### Given exercise A
Translate the sentence "How do you get them to practice posing?" from the dog forum thread into Spanish.
### Given exercise B
Extend the dog forum thread from the point where it stops.

### Given text
OMG Zero is awesome, very beautiful love apple heads!!


----------



## CM Katie (Sep 28, 2005)

So cute!! Zero looks so different from when he was a ball of fluff as a little puppy!! He looks adorable though!!

How do you get them to practice posing?


----------



## *Sarah* (Apr 19, 2005)

Scout said:


> So cute!! Zero looks so different from when he was a ball of fluff as a little puppy!! He looks adorable though!!
> 
> How do you get them to practice posing?


Fingers crossed in 2 months he'll be a ball of fluff again, mine wont pose I take 50 photos for every one I put up cos they often run off or look down lol.

Thanks everyone for the kind comments :wave:


----------



## angela_markovic (Jun 4, 2005)

hey sarah the boys are looking amazing-i hardly recognised lil stitch he's changed so much! xx


----------



## Guest (Feb 7, 2006)

### Recorded data
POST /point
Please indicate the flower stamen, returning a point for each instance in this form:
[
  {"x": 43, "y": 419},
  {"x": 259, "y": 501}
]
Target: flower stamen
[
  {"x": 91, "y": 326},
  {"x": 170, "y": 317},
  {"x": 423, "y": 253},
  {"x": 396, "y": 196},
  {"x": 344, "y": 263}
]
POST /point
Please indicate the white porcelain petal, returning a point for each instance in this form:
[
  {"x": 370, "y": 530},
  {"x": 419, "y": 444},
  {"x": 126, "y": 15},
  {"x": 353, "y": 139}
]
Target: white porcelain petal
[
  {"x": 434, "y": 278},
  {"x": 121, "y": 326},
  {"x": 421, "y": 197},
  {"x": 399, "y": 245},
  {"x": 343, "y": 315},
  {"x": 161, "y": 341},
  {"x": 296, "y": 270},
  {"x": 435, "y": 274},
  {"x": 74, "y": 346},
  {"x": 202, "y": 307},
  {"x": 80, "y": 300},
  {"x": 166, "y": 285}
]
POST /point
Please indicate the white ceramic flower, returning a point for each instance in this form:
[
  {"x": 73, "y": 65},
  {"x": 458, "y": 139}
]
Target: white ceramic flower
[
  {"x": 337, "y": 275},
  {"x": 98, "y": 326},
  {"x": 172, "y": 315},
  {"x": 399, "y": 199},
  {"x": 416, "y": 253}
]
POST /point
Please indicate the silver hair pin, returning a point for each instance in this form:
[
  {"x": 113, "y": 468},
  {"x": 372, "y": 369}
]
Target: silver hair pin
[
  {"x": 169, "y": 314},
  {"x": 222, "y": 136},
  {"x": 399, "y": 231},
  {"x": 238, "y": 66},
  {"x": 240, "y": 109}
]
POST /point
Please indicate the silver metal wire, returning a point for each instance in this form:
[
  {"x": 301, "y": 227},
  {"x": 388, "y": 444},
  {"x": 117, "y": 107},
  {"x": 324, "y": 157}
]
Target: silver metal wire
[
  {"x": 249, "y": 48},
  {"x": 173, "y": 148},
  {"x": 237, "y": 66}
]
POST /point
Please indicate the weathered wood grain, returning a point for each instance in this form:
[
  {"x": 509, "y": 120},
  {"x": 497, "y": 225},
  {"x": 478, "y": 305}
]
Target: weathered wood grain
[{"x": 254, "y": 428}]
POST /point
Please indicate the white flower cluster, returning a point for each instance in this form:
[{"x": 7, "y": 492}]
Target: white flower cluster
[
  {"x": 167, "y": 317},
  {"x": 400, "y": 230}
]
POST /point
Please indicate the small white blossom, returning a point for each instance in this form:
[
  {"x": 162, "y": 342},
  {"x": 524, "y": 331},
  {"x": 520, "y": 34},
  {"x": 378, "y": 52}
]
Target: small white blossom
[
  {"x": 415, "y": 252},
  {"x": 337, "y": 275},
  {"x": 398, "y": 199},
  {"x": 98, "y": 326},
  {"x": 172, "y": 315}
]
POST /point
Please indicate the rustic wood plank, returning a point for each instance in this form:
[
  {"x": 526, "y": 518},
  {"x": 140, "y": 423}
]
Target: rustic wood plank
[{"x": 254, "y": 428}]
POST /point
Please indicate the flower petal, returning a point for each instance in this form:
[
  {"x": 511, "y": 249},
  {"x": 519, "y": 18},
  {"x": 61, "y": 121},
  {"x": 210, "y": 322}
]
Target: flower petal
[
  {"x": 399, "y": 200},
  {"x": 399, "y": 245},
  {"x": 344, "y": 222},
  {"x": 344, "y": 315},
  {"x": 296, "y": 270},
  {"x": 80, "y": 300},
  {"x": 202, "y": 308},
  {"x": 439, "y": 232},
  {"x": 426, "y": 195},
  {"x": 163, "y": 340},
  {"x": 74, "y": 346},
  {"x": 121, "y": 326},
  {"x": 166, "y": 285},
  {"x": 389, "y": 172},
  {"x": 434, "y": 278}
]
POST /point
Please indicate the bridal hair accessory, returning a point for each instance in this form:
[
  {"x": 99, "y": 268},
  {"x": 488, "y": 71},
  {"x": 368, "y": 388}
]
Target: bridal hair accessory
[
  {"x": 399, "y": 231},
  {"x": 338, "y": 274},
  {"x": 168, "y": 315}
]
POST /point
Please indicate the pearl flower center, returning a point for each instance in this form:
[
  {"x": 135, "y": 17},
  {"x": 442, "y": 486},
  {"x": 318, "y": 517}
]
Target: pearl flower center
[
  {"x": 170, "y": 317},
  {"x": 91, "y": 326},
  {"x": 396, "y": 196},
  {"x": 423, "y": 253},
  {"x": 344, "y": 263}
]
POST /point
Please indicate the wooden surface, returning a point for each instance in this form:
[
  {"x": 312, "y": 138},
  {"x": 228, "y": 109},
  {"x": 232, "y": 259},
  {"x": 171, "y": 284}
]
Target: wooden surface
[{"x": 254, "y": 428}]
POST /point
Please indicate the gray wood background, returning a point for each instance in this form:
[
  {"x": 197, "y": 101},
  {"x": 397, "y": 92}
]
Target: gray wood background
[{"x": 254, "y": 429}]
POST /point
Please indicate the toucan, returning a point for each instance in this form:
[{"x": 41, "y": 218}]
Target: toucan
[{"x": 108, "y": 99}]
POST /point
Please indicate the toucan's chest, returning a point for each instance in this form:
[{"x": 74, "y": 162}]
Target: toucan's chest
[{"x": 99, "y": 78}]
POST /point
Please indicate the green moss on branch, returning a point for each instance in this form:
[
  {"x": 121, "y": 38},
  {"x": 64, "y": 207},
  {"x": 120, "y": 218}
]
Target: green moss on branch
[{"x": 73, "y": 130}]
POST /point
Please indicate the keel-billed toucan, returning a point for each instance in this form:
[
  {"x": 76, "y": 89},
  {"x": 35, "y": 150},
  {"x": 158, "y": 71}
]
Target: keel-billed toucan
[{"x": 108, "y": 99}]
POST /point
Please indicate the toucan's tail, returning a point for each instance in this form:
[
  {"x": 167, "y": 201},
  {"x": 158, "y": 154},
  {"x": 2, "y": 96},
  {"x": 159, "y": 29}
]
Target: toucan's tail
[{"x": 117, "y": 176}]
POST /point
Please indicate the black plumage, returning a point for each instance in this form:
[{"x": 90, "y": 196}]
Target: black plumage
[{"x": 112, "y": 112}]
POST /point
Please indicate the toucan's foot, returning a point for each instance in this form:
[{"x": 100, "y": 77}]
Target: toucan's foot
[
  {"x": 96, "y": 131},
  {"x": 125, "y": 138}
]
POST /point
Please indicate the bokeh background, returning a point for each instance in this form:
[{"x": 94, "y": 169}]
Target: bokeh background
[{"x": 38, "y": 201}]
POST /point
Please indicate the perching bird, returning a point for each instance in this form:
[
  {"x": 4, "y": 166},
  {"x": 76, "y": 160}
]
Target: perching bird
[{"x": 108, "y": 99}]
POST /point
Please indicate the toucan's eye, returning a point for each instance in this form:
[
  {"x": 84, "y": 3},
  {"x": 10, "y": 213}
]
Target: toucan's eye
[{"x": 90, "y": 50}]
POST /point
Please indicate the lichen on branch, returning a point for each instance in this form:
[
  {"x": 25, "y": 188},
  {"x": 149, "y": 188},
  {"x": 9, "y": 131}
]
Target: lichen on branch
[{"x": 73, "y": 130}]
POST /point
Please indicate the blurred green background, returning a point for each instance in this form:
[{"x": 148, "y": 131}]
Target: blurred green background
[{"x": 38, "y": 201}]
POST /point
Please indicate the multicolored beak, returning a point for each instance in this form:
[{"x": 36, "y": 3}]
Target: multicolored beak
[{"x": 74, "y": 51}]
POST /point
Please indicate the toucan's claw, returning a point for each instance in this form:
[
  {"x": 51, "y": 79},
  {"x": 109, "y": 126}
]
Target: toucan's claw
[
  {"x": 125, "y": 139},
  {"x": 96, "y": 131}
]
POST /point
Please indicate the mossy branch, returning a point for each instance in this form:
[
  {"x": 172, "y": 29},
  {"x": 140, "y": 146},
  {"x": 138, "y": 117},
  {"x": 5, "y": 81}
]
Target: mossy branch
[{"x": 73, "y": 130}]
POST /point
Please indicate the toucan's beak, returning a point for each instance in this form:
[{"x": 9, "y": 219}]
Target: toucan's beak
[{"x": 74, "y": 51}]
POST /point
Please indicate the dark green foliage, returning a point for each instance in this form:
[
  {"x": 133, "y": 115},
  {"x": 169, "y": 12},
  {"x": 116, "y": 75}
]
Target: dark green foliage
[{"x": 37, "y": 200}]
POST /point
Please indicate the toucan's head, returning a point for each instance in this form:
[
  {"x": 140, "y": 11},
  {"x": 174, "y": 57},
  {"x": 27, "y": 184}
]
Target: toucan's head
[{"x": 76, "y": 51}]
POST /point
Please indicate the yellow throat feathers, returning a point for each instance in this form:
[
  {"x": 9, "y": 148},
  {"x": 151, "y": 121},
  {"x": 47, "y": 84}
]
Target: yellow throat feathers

### Output A
¿Cómo haces para que practiquen las poses?

### Output B
Sarah your boys are looking great, 
I love love love Stitches coat and Zero is so sweet.
I am definitely going to the meet up with Roxy


----------



## TareG (Aug 13, 2005)

SunnyFLMum said:


> Breathtaking! Your boys are so cute, and Stitch looks alot like my Giz..wow..only he is fuzzier...
> 
> Lil Zero looks adorable...Gizmo fully blew his coat, I mean he looked BALD..and it took about 2 months to grow back in....
> 
> They are so handsome


WOW, they DO look alike!


----------



## Minty_Min82 (Sep 17, 2005)

Adorable


----------



## kitty (Dec 29, 2005)

your boys r very handsome young men!!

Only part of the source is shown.